- **Brondocument**:

┏━━

Artikel 3.18.2 Subsidiabele activiteiten

  • 1.

    Gedeputeerde Staten kunnen subsidie verstrekken voor investeringen met betrekking tot nieuw te installeren warmte-infrastructuur.

  • 2.

    De subsidie als bedoeld in het eerste lid is:

    • a.

      in de vorm van een eenmalige financiële bijdrage, in het geval van een aantoonbare onrendabele top, of

    • b.

      in de vorm van een geldlening in het geval van een aantoonbaar financieringstekort.

Artikel 3.18.3 Criteria

Een aanvraag voor subsidie als bedoeld in artikel 3.18.2 voldoet aan de volgende criteria:

  • a.

    de aanvrager is een rechtspersoon;

  • b.

    de subsidiabele activiteiten hebben betrekking op een warmtenetproject in Overijssel;

  • c.

    de subsidiabele activiteiten dragen bij aan de doelstelling van het programma Nieuwe Energie Overijssel 2017-2023 of het Klimaatakkoord;

  • d.

    de aanleg van het energie-efficiënte stadsverwarmings- of stadskoelingssysteem behorende bij het warmtenetproject start binnen een jaar na de dag waarop de aanvraag wordt gedaan;

  • e.

    het warmtenetproject past binnen het beleid van de gemeente in het geval van aansluiting van woningen op de warmte-infrastructuur;

    Toelichting: Eventueel expliciet benodigde instemming van de gemeente kan ook plaatsvinden onder voorbehoud van financiering door de provincie Overijssel en/of het Energiefonds Overijssel.

  • f.

    de aanvrager beperkt het bronrisico tot een minimum blijkend uit de omschrijving als bedoeld in artikel 3.18.8 tweede lid sub a;

  • g.

    de aanvrager beperkt het vollooprisico tot een minimum blijkend uit de omschrijving als bedoeld in artikel 3.18.8 tweede lid sub b. De volloopperiode bestrijkt maximaal vijf jaar exclusief de bouwtijd;

    Toelichting: De beperking van dit risico vindt plaats door een realistisch aanbod, het opleggen van een aansluitplicht indien mogelijk, het aangaan van overeenkomsten met bijvoorbeeld woningcorporaties en een participatie- en communicatiestrategie.

  • h.

    het warmtenetproject is het maatschappelijk meest kostenefficiënte alternatief voor aardgas blijkend uit de omschrijving als bedoeld in artikel 3.18.8 tweede lid sub d;

  • i.

┗━━

- **Opgaven**:
• a. Wie kunnen volgens het brondocument subsidie verstrekken voor investeringen in nieuw te installeren warmte-infrastructuur?
• b. Herhaal letterlijk het deel van het brondocument van "De subsidie als" tot en met "een aantoonbaar financieringstekort.".

- **Getoonde gegevens**:
┏━━

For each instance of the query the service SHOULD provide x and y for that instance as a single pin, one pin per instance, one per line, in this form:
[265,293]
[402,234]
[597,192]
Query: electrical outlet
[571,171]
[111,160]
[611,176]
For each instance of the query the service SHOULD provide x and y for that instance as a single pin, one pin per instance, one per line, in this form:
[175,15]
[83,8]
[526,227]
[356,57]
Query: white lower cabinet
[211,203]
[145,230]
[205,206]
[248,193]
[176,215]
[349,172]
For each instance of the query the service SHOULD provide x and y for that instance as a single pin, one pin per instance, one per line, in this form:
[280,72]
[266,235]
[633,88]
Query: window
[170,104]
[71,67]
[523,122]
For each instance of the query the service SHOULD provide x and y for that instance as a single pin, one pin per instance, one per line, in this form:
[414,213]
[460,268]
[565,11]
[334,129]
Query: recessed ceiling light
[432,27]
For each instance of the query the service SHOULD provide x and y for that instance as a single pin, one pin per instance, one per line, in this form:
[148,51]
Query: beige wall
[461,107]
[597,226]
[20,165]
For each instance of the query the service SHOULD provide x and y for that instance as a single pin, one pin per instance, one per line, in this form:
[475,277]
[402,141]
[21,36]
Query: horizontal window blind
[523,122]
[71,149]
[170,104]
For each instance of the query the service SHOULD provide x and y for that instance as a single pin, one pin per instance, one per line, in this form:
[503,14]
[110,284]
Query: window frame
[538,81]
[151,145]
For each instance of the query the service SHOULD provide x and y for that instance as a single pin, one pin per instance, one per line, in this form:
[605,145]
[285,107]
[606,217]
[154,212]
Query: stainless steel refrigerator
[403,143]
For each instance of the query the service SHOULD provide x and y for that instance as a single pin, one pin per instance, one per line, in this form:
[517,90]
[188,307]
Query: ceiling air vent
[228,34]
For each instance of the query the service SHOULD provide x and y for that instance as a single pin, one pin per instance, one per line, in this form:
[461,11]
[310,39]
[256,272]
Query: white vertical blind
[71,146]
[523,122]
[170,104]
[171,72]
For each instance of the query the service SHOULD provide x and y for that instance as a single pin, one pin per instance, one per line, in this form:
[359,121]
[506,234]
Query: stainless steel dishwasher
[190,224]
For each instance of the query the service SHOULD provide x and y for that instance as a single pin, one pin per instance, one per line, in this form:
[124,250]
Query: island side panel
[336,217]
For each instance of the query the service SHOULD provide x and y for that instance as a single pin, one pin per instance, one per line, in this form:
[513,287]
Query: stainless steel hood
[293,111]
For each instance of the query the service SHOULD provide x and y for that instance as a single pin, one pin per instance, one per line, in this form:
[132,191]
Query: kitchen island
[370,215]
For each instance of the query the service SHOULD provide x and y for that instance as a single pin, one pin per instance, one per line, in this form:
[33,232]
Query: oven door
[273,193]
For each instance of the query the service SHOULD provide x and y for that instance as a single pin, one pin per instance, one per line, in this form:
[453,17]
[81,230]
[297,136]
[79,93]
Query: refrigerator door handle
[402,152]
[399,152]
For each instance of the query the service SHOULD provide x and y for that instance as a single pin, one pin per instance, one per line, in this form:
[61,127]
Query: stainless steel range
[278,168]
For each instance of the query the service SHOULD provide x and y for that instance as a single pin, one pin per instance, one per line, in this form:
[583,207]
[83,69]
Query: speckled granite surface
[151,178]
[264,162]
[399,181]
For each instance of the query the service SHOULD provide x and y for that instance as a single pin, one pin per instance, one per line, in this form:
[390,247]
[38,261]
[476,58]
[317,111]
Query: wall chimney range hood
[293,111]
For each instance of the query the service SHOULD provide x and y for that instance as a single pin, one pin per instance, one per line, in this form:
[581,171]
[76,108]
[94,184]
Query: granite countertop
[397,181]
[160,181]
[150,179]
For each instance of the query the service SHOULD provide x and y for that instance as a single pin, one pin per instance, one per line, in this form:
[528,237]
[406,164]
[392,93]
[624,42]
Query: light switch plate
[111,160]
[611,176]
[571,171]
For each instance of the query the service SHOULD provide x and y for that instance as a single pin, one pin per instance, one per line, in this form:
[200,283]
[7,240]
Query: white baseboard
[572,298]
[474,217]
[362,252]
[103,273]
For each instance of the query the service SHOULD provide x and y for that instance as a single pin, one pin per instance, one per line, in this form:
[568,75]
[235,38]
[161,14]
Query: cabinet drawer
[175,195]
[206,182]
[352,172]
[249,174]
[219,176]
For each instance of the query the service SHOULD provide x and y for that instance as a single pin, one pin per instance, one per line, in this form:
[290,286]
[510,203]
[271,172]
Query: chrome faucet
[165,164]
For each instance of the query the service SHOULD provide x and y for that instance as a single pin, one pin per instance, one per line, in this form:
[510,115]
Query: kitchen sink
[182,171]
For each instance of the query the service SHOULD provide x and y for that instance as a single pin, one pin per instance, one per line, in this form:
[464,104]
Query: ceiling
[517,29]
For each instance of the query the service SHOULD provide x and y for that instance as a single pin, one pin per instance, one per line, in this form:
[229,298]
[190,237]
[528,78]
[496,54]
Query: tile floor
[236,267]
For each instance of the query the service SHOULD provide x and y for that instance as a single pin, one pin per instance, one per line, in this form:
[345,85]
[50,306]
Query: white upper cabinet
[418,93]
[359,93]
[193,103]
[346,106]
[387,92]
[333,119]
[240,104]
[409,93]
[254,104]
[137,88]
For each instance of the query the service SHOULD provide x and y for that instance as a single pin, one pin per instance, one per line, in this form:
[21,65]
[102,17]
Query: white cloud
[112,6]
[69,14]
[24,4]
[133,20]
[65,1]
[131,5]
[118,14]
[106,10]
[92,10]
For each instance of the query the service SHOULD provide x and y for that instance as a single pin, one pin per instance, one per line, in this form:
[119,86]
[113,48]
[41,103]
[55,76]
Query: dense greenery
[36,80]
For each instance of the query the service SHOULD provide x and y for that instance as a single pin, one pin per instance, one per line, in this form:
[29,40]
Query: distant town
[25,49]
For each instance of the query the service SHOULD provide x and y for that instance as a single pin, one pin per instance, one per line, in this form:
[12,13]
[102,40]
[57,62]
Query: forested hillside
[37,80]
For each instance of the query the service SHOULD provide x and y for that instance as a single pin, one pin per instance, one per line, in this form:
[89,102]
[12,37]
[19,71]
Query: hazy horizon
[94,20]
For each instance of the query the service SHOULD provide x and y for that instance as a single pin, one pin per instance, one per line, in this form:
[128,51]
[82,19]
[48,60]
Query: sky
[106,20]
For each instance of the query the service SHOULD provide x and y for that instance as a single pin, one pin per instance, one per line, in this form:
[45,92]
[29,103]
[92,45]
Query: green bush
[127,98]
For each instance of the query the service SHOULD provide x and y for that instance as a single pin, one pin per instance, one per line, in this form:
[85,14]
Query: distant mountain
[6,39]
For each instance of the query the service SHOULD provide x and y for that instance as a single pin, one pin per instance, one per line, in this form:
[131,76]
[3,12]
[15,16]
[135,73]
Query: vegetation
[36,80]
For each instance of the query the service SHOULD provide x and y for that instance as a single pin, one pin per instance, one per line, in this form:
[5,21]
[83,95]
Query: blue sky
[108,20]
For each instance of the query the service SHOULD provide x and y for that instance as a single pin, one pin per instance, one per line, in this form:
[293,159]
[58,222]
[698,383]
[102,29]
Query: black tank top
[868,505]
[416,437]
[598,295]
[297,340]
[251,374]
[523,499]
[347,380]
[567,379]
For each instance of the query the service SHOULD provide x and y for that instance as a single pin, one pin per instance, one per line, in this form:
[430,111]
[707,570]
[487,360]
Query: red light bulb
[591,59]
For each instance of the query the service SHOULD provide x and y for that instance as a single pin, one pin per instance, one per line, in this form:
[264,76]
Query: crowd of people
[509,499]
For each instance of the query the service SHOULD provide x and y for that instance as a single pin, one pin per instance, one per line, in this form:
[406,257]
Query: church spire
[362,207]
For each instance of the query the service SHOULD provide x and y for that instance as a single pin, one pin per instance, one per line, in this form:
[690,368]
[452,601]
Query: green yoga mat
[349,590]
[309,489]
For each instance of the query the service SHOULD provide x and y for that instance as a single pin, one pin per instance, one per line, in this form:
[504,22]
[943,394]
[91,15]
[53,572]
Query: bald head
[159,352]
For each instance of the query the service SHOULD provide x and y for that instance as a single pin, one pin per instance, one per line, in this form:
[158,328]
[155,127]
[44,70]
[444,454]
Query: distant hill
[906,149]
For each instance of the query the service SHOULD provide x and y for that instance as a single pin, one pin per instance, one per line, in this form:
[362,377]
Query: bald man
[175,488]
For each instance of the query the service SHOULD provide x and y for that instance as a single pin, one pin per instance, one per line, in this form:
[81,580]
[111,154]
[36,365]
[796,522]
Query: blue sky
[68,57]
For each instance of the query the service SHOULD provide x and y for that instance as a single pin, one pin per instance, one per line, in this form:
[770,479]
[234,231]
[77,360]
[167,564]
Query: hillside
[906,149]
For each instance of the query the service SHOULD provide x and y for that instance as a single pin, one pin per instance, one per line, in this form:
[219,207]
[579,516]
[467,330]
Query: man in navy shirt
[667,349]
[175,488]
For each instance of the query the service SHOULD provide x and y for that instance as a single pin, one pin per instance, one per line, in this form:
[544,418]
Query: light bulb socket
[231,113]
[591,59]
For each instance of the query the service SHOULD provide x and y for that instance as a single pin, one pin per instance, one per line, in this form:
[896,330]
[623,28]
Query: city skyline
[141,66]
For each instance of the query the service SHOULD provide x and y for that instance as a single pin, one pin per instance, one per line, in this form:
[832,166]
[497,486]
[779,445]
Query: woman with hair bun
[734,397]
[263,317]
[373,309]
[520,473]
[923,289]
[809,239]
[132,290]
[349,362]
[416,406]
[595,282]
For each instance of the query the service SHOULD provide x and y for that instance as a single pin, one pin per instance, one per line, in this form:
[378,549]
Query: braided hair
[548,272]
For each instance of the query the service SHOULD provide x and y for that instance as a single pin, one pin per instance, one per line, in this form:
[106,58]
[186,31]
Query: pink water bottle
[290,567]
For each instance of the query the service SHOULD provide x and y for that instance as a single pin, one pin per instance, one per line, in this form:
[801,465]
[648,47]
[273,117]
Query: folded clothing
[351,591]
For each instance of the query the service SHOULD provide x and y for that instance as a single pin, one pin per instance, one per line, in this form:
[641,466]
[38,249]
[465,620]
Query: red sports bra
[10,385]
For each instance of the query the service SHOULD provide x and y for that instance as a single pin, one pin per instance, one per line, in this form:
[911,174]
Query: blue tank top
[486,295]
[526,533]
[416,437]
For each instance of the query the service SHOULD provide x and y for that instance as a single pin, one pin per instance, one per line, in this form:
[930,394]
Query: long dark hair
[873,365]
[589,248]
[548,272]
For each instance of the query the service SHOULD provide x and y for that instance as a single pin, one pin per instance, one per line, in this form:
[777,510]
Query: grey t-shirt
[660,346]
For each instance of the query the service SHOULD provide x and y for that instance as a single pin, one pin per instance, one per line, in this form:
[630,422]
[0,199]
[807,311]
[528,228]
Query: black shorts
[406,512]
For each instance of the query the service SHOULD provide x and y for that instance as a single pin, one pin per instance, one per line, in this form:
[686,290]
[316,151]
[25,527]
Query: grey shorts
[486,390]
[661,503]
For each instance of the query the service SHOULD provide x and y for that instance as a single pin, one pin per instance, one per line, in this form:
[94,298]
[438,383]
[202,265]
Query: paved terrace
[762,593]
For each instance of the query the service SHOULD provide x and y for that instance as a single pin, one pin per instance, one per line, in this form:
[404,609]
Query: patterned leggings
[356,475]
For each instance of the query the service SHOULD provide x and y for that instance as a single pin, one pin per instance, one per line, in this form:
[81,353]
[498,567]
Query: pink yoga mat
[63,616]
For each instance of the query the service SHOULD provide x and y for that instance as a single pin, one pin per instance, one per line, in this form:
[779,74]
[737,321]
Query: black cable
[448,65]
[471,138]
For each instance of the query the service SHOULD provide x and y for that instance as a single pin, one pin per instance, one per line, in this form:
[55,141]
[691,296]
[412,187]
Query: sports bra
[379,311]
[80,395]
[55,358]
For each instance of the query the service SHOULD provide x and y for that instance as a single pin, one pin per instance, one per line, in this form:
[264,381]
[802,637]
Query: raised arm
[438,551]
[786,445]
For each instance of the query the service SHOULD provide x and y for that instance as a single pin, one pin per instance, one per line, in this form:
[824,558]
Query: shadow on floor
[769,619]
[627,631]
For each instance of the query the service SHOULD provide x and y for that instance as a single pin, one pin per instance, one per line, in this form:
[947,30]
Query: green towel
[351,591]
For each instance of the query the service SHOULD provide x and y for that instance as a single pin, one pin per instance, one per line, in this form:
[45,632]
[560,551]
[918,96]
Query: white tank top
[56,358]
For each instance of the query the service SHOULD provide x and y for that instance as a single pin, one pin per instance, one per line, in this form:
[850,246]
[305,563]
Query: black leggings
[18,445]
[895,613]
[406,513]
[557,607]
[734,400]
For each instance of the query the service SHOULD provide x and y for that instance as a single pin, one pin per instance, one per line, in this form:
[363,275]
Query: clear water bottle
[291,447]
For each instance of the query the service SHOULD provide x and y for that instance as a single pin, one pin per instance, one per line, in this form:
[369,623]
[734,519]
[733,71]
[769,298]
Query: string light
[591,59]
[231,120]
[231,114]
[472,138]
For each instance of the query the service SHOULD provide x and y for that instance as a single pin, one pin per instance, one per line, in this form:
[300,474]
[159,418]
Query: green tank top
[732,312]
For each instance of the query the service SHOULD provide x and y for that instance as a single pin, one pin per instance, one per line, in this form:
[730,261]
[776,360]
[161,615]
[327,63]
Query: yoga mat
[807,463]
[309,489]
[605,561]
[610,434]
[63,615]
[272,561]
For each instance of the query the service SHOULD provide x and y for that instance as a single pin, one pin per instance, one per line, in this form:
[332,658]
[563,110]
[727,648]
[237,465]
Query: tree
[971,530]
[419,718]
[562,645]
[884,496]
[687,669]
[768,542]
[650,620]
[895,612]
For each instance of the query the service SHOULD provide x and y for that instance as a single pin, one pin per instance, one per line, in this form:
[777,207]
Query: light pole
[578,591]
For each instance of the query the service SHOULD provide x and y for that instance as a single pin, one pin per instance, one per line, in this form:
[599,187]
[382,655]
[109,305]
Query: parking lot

┗━━

- **Antwoorden**:
• a. Gedeputeerde Staten.

• b.
De subsidie als bedoeld in het eerste lid is:

    • a.

      in de vorm van een eenmalige financiële bijdrage, in het geval van een aantoonbare onrendabele top, of

    • b.

      in de vorm van een geldlening in het geval van een aantoonbaar financieringstekort.